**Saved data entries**
§ §

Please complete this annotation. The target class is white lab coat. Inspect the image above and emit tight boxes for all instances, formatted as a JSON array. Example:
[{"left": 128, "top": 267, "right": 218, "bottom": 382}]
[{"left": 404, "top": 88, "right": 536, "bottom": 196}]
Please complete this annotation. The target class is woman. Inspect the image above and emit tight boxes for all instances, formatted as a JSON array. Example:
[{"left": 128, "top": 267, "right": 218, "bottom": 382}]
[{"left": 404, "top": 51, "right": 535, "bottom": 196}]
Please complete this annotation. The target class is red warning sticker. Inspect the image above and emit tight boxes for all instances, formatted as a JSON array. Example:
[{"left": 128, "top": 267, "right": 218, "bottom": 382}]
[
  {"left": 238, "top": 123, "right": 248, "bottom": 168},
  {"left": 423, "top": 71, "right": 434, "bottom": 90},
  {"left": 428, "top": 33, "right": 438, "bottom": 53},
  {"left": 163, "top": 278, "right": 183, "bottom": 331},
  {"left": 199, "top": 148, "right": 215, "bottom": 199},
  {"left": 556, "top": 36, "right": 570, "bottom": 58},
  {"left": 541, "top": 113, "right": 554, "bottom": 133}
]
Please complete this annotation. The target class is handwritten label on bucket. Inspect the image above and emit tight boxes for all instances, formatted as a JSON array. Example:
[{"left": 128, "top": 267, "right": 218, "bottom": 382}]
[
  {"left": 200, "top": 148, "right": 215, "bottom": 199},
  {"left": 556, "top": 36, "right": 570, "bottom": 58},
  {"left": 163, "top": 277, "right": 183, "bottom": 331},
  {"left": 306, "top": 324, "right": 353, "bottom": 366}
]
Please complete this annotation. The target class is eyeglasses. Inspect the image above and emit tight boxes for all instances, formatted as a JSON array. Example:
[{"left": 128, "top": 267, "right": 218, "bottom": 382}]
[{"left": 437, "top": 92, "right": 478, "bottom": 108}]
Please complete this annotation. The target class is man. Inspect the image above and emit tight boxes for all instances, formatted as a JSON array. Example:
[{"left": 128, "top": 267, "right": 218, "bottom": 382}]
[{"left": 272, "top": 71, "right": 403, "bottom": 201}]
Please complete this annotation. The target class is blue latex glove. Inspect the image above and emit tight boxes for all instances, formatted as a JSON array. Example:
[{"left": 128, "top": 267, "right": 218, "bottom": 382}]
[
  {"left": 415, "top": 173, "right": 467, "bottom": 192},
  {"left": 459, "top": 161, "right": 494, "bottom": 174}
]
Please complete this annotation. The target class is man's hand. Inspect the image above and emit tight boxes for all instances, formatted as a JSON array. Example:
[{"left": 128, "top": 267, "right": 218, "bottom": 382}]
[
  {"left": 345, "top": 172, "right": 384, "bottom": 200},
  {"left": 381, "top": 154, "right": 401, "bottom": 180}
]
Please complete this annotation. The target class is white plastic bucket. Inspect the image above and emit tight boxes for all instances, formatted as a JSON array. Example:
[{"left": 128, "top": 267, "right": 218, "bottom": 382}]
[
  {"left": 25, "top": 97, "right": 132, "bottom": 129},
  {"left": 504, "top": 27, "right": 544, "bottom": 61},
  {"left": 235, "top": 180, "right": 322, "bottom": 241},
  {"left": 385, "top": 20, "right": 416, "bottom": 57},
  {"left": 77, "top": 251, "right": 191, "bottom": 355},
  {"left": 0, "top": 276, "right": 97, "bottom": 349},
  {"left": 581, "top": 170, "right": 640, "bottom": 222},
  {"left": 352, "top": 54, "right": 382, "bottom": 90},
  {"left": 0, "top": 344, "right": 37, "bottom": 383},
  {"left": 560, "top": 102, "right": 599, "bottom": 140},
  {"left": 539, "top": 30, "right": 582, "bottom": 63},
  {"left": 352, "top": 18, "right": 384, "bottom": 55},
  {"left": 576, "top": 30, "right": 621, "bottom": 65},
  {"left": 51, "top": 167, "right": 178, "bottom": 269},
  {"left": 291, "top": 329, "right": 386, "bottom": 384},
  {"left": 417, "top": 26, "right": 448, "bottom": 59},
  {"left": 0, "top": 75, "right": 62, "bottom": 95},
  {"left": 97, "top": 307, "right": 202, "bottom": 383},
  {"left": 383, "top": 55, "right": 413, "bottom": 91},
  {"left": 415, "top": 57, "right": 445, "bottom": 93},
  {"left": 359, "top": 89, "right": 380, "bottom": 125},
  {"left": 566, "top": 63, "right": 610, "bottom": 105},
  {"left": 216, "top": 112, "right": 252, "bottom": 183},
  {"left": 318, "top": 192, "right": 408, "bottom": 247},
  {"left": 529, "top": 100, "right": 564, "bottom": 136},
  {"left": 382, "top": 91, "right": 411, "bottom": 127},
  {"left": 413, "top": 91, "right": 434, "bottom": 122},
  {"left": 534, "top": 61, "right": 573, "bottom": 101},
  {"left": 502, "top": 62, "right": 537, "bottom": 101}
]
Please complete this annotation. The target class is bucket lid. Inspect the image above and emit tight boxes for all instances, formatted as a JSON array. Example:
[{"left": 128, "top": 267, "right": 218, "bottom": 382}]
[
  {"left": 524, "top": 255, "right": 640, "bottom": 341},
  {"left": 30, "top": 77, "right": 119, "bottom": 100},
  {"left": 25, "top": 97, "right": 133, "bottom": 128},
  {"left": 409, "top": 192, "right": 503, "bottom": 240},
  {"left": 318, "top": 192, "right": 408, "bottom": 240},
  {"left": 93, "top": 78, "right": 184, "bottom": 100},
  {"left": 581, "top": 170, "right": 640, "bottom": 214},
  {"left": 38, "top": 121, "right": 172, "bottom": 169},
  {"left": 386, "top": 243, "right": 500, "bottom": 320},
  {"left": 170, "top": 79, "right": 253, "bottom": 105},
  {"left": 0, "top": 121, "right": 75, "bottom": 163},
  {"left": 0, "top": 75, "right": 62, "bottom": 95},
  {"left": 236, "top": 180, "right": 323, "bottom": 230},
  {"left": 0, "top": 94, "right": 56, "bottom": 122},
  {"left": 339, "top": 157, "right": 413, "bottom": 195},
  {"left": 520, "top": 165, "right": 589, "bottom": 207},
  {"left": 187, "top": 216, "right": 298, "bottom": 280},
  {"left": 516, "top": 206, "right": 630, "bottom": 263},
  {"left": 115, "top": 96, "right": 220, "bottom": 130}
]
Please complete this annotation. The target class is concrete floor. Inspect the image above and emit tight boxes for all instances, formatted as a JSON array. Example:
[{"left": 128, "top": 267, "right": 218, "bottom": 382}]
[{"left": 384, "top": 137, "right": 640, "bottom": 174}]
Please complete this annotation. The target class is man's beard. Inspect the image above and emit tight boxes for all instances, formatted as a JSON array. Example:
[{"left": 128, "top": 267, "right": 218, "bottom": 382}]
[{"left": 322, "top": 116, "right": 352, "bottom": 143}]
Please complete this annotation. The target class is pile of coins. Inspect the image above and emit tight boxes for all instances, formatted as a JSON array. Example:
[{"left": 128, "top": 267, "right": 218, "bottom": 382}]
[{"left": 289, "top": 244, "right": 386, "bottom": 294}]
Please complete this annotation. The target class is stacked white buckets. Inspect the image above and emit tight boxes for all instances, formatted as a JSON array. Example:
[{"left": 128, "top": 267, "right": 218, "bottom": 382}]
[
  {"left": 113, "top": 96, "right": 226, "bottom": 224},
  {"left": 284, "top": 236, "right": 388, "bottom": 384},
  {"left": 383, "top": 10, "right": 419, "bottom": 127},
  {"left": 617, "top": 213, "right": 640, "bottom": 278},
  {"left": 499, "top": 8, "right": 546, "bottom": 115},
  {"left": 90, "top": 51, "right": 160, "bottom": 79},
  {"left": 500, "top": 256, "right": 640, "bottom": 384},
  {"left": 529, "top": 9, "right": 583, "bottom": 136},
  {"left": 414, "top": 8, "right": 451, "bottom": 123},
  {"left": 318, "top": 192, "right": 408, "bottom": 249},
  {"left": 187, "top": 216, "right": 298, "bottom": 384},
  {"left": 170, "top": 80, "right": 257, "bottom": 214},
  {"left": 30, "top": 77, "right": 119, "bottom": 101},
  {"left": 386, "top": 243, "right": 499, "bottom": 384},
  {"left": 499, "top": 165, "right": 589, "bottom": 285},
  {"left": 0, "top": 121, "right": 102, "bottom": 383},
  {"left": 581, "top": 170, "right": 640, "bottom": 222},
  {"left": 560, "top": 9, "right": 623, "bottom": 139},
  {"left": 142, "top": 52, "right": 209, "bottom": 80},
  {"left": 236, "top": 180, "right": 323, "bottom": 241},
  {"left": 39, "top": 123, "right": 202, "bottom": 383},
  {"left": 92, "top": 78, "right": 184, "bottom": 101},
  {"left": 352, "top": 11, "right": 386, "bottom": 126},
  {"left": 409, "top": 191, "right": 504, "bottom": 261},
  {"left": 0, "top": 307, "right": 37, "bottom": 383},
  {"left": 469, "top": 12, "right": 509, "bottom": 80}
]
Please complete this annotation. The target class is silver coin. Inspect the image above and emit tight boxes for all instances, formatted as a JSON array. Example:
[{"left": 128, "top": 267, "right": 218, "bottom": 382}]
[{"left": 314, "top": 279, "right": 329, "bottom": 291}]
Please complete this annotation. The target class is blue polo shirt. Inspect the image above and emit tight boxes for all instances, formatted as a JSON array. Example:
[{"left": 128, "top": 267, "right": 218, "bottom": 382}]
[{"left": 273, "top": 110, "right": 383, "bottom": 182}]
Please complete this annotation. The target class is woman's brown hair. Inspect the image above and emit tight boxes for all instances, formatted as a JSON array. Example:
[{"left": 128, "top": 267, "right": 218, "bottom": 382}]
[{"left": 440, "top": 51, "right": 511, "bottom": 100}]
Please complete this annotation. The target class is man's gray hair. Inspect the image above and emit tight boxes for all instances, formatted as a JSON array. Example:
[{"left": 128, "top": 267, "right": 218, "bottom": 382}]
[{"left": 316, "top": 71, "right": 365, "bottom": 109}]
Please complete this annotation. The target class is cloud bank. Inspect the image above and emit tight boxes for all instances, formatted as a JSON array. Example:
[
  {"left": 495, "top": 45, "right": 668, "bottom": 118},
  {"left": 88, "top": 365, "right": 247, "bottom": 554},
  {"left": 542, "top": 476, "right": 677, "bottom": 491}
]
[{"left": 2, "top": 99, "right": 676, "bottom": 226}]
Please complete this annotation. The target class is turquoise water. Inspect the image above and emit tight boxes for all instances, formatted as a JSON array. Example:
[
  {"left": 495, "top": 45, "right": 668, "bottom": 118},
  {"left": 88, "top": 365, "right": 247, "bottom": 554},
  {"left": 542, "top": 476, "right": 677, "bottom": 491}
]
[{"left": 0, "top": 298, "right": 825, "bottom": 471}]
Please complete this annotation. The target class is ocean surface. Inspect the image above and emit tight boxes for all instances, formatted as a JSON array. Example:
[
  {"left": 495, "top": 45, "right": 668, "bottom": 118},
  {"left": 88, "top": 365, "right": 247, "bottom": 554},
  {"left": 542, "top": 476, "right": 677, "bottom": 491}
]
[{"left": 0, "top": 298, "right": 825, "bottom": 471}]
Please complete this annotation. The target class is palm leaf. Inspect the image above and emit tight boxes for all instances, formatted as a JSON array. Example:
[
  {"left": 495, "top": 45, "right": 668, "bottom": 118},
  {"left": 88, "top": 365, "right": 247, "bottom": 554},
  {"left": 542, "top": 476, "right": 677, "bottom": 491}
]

§ §

**Task directions**
Pick each line holding "hair" out of the entries above and return it.

**Answer section**
Please complete this annotation. The target class is woman's brown hair. Inspect the image above and emit tight boxes for all instances, formatted as a JSON array. Example:
Please complete this annotation. The target class is man's gray hair. Inspect the image above and emit tight boxes for all instances, formatted as a JSON array. Example:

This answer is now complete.